* _Exercise objective_: Only the lines from the first line of the records through the line containing "# pick out the window, one" belong in the answer. Copy them exactly.

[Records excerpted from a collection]
<<<<

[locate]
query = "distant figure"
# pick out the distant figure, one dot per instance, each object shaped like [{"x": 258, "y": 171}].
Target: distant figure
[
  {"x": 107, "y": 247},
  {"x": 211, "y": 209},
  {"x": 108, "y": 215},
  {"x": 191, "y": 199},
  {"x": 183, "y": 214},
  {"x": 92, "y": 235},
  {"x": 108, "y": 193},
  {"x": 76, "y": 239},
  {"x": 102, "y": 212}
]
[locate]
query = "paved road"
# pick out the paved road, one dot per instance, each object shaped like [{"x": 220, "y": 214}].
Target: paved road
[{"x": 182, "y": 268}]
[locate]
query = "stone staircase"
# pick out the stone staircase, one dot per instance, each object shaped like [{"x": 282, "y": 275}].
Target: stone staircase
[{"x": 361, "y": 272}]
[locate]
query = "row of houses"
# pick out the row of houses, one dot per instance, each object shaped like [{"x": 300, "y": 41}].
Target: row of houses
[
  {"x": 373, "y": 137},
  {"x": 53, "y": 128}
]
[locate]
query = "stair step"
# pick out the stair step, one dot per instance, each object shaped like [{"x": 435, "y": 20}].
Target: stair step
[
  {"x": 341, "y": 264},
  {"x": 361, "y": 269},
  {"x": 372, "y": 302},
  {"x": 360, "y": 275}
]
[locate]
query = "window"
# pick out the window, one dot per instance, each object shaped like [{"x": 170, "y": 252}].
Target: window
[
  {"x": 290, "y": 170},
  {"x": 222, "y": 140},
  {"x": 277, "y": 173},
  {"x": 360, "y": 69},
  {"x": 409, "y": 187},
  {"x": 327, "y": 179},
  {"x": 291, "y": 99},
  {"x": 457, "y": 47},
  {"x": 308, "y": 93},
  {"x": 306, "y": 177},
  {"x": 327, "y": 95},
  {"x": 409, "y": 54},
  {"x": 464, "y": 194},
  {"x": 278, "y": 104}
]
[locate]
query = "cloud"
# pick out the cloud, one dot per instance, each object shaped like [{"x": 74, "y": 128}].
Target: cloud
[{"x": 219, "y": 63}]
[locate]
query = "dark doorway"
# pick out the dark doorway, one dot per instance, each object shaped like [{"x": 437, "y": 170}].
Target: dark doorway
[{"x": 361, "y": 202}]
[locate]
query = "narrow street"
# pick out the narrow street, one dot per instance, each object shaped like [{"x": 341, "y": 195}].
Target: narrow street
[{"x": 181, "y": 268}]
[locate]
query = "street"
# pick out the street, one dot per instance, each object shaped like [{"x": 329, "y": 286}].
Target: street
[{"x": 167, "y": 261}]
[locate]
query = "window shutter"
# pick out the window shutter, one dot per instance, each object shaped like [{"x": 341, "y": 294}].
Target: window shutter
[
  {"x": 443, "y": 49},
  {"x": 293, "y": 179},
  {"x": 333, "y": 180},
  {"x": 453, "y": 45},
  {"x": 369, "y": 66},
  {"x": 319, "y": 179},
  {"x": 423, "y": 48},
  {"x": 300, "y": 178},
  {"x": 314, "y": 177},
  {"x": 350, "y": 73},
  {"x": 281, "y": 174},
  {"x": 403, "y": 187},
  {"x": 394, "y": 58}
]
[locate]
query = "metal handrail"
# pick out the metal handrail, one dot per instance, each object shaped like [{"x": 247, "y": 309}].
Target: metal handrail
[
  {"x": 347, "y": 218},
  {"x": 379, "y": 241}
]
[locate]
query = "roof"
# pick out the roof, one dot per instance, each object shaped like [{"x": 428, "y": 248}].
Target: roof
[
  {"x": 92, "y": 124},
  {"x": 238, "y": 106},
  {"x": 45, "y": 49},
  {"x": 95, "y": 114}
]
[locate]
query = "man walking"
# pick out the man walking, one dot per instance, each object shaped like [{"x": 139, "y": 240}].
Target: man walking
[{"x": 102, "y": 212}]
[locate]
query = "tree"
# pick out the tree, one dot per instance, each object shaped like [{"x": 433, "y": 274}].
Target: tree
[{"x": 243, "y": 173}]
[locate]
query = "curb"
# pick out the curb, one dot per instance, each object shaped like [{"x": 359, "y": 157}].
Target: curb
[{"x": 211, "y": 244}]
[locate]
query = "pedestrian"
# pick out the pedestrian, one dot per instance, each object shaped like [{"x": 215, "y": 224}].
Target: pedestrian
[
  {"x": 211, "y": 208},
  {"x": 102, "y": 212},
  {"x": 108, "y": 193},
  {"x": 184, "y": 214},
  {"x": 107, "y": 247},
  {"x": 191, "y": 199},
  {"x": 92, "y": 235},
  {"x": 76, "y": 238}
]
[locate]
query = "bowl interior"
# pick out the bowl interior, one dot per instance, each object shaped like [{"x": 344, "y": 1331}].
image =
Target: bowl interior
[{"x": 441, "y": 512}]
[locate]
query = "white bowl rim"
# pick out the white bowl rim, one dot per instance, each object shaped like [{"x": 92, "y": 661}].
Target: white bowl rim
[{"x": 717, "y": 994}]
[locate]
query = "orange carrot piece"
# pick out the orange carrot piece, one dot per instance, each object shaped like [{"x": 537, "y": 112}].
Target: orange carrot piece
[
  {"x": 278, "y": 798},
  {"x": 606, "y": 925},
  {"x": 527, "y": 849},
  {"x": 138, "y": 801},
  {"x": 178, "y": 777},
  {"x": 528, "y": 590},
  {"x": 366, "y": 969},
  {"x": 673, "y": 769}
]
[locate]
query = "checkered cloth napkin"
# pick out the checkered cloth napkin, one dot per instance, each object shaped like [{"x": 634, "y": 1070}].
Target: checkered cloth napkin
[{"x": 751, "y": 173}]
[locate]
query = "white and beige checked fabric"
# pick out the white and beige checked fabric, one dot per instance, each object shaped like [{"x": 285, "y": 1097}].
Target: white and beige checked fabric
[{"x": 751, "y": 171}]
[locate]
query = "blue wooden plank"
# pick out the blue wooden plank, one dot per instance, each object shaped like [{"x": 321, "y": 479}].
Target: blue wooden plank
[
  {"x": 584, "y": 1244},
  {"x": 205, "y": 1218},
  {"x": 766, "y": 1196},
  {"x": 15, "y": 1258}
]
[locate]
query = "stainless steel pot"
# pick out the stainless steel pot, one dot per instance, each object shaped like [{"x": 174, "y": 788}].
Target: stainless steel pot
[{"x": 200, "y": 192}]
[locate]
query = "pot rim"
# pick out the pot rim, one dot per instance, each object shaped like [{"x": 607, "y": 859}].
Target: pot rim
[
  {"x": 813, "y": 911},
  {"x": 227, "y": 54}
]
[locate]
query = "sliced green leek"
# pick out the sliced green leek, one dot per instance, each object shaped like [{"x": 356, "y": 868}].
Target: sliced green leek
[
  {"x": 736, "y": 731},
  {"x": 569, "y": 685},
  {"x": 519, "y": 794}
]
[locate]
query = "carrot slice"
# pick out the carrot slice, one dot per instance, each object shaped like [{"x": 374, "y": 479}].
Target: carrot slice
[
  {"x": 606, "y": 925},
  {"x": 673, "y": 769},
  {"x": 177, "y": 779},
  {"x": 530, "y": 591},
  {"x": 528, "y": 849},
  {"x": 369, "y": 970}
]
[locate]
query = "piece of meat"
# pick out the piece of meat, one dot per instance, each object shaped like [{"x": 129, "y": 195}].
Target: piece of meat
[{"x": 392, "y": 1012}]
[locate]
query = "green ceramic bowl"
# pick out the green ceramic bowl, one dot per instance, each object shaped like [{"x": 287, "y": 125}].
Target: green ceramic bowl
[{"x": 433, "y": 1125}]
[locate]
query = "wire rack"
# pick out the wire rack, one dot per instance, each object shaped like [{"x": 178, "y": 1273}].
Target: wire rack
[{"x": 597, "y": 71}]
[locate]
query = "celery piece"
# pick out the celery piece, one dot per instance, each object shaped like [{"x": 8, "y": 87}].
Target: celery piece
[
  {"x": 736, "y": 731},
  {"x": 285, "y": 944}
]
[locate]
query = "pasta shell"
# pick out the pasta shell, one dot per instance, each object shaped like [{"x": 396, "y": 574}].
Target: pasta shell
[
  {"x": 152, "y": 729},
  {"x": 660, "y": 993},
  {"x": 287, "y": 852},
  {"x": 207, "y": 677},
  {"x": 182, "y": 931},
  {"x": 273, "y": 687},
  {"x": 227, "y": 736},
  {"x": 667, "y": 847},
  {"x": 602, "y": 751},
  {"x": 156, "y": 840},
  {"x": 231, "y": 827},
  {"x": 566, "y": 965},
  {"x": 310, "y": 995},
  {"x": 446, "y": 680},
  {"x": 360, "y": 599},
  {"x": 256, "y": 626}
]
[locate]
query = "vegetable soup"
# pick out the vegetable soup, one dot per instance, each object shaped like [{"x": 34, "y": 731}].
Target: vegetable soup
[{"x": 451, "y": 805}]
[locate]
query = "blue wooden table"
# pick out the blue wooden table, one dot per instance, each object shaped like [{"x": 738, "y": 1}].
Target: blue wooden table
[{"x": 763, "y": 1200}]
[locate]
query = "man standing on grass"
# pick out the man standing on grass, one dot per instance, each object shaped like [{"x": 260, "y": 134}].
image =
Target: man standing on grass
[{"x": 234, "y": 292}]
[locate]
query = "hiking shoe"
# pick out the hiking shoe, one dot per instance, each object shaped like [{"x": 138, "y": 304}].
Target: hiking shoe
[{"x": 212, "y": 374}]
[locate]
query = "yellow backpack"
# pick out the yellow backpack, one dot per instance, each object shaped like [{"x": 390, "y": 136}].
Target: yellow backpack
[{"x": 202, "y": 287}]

>>>>

* _Response to this exercise_:
[locate]
query = "distant figure"
# pick out the distant figure, one dot per instance, each object shaped like [{"x": 258, "y": 171}].
Target: distant figure
[
  {"x": 107, "y": 247},
  {"x": 211, "y": 209},
  {"x": 108, "y": 215},
  {"x": 191, "y": 199},
  {"x": 183, "y": 214},
  {"x": 92, "y": 235},
  {"x": 108, "y": 193},
  {"x": 76, "y": 239},
  {"x": 102, "y": 212}
]
[locate]
query = "paved road"
# pick out the paved road, one dot per instance, each object shaped like [{"x": 220, "y": 214}].
Target: paved road
[{"x": 182, "y": 268}]
[locate]
query = "stone staircase"
# pick out the stone staircase, one dot per instance, each object shaped like [{"x": 282, "y": 275}].
Target: stone staircase
[{"x": 361, "y": 272}]
[locate]
query = "row of houses"
# pick out the row of houses, one dot per instance, each object shaped like [{"x": 300, "y": 41}].
Target: row of houses
[
  {"x": 373, "y": 137},
  {"x": 53, "y": 128}
]
[locate]
query = "stair step"
# pick out the stair step, one dot per instance, each object shaped like [{"x": 435, "y": 20}].
Target: stair step
[
  {"x": 341, "y": 264},
  {"x": 361, "y": 269},
  {"x": 372, "y": 302},
  {"x": 360, "y": 275}
]
[locate]
query = "window"
# pick out the window, one dot per instance, each object shaped like [{"x": 170, "y": 252}].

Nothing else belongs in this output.